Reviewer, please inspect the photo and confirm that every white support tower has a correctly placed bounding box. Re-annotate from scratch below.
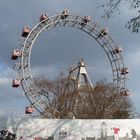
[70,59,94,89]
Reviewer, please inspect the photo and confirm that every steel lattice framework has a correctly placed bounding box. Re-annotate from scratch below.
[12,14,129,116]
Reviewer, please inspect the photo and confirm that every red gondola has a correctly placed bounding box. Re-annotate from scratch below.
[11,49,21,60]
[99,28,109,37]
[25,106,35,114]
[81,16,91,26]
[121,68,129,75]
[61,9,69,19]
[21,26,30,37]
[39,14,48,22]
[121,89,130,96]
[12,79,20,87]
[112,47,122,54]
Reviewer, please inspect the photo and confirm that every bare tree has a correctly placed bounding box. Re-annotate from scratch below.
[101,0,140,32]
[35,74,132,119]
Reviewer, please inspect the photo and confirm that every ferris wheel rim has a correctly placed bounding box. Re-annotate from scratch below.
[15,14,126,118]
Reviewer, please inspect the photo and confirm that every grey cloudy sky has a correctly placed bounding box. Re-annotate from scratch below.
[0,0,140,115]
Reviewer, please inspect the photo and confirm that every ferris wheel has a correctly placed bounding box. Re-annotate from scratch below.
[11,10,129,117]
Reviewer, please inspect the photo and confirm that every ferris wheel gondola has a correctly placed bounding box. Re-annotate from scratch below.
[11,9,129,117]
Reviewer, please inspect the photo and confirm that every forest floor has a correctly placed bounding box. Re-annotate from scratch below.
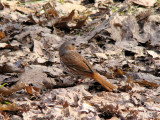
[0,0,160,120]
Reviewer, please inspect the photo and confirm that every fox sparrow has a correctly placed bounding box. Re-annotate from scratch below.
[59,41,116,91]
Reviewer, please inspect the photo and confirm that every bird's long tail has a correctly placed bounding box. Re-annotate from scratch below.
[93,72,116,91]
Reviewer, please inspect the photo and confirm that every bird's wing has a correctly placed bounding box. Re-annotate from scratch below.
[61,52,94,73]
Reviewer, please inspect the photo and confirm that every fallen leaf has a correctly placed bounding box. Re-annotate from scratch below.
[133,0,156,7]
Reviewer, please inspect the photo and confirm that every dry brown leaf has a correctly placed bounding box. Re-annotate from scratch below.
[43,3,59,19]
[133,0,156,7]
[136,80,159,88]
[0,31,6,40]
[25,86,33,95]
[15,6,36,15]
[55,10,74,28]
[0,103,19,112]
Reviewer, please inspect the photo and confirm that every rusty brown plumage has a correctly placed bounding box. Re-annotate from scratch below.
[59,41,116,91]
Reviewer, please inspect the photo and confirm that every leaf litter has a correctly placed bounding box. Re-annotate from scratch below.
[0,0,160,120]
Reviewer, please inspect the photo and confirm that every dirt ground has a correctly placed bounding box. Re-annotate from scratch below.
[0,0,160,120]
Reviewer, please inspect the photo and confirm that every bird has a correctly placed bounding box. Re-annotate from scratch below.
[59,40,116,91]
########################################
[The exercise]: Can you rewrite every line from the line with "Reviewer, please inspect the photo and confirm that every fox" up to and including the line with "[93,72,116,91]", adding 57 to each bounding-box coordinate and keeping all other wording unchanged?

[Written response]:
Reviewer, please inspect the photo and confirm that every fox sparrow has a correctly placed bounding box. Re-annotate from scratch below.
[116,98,173,148]
Reviewer, please inspect the photo and confirm that every bird's long tail has a correctly placed bounding box. Re-annotate from scratch below.
[150,129,173,148]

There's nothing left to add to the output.